### Brano da leggere
--------

Sembra quindi (a meno
che non abbia male interpretato le asperità del dettato) che l’autrice,
nonostante la destrutturazione dell’io, della lingua, e finanche dei nomi, tra
dolore, depressione ed euforia, sia orientata in una direzione sostanzialmente
costruttiva.
Lo attestano componimenti come quello eponimo intitolato M’attondo il giorno, per il quale viene
coniato un neologismo felicemente espressivo e Intermezzi e Scherzi in cui
l’autrice spinge il pedale dell’ironia, volgendosi alla cura del corpo, al
gioco erotico, come sempre pervicacemente linguistico e metalinguistico.
E anche quando a Parigi sosterà a contemplare i famosi arazzi
rinascimentali della Dame à la Licorne
(la dama che, alludendo ai sensi tentatori, ispirandosi al mitico unicorno,
indica le vie della virtù, della purezza, della religione) anche allora Gravina
terrà ben desti i suoi cinque o sette o infiniti sensi e rivendicherà il
diritto delle donne d’oggi alla cultura del corpo, alla libera sessualità,
anche alla spiritualità in una visione olistica di corpo-anima, di uomo/donna e
natura), visione consentanea alle filosofie orientali.
Siamo al secondo libro della trilogia e cito da pag. 11 “Cosicché pieni i cinque o sette o /
infiniti ( i sensi dico) avessi a
vivermi a sfinito tempo e luogo di / natura intatta, li avessi dunque pieni,
nonostante.” Nonostante che cosa? Il verso talora si tronca bruscamente talaltra si inarca
nell’enjambement, la sintassi si fa spesso trasgressiva a tradurre il magma
emozionale, dove i luoghi dell’anima svariano da Granada a Milano, da Roma a
Parigi, per tornare al paese dell’infanzia (vedi Nostos) al punto più profondo
del suo viaggio interiore, al suo selbst.
Aleggia un senso di vanitas vanitatum, di eros e thanatos, di
desiderio d’oltranza (e il mio oltre è
più oltre).
Ma passiamo al terzo e ultimo libro che, almeno per il
momento, sembra completare l’itinerarium mentis di Luciana Gravina.
I quattro versi riportati in quarta di copertina possono
compendiare significanti e significati di queste non facili pagine “Quivi l’io mio mi riconduce e a mano mi /
draga, per questo giro morbido a spirale, se di rame, se di / cuivre e, volendo
anche di ottone e d’argento. Cosicché, trovatala / ad hora quasi tarda mi
passiona.”

--------

### Voci elencate

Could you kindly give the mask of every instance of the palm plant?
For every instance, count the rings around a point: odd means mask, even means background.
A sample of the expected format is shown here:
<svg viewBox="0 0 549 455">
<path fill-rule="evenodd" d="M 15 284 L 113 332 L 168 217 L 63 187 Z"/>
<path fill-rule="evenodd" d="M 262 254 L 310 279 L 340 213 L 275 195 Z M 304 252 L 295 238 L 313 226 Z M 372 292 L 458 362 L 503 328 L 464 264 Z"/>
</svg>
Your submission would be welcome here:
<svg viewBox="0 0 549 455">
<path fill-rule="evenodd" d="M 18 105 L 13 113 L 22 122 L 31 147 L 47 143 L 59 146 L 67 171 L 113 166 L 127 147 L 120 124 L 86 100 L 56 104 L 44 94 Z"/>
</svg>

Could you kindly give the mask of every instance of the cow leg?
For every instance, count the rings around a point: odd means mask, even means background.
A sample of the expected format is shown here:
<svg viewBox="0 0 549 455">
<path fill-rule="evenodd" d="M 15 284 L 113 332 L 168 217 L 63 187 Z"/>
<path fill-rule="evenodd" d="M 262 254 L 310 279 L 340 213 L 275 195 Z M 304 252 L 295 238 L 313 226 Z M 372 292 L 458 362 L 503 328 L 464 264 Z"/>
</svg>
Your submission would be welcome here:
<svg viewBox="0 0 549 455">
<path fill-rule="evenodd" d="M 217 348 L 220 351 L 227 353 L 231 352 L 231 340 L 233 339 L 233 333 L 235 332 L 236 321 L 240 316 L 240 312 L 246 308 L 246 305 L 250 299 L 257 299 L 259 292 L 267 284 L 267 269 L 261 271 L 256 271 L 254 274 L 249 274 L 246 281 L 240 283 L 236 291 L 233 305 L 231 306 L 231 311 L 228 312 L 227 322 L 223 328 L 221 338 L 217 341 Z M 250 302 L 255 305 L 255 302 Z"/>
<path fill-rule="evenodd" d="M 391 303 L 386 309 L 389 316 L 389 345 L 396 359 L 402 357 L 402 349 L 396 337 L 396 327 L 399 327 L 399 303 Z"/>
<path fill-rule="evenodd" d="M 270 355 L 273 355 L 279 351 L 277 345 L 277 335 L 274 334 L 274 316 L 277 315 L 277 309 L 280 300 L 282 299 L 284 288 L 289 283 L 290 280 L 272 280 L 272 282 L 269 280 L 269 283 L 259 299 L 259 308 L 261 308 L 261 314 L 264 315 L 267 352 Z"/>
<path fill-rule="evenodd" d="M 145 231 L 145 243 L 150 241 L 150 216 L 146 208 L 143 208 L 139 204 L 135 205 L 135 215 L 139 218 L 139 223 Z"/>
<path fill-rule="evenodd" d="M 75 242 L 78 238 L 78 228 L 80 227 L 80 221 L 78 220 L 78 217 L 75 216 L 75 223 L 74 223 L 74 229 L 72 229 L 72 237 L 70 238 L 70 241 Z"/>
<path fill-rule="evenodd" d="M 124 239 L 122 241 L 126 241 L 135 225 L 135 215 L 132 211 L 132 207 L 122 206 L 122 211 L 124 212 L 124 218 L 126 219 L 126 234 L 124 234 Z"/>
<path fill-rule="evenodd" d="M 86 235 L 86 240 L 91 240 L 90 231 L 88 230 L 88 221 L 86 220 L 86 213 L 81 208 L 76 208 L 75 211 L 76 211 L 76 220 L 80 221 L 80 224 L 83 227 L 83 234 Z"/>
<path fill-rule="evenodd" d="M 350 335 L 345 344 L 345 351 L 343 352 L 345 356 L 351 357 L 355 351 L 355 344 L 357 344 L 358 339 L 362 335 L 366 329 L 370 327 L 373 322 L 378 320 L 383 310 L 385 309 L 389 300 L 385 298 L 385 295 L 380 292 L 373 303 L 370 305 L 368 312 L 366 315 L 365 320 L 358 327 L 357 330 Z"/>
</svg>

--------

### Compito scritto
Secondo il brano, in quale città Gravina si ferma a contemplare gli arazzi della Dame à la Licorne? Per rispondere basati soltanto sul brano.

### Risultato dell'esercizio
A Parigi.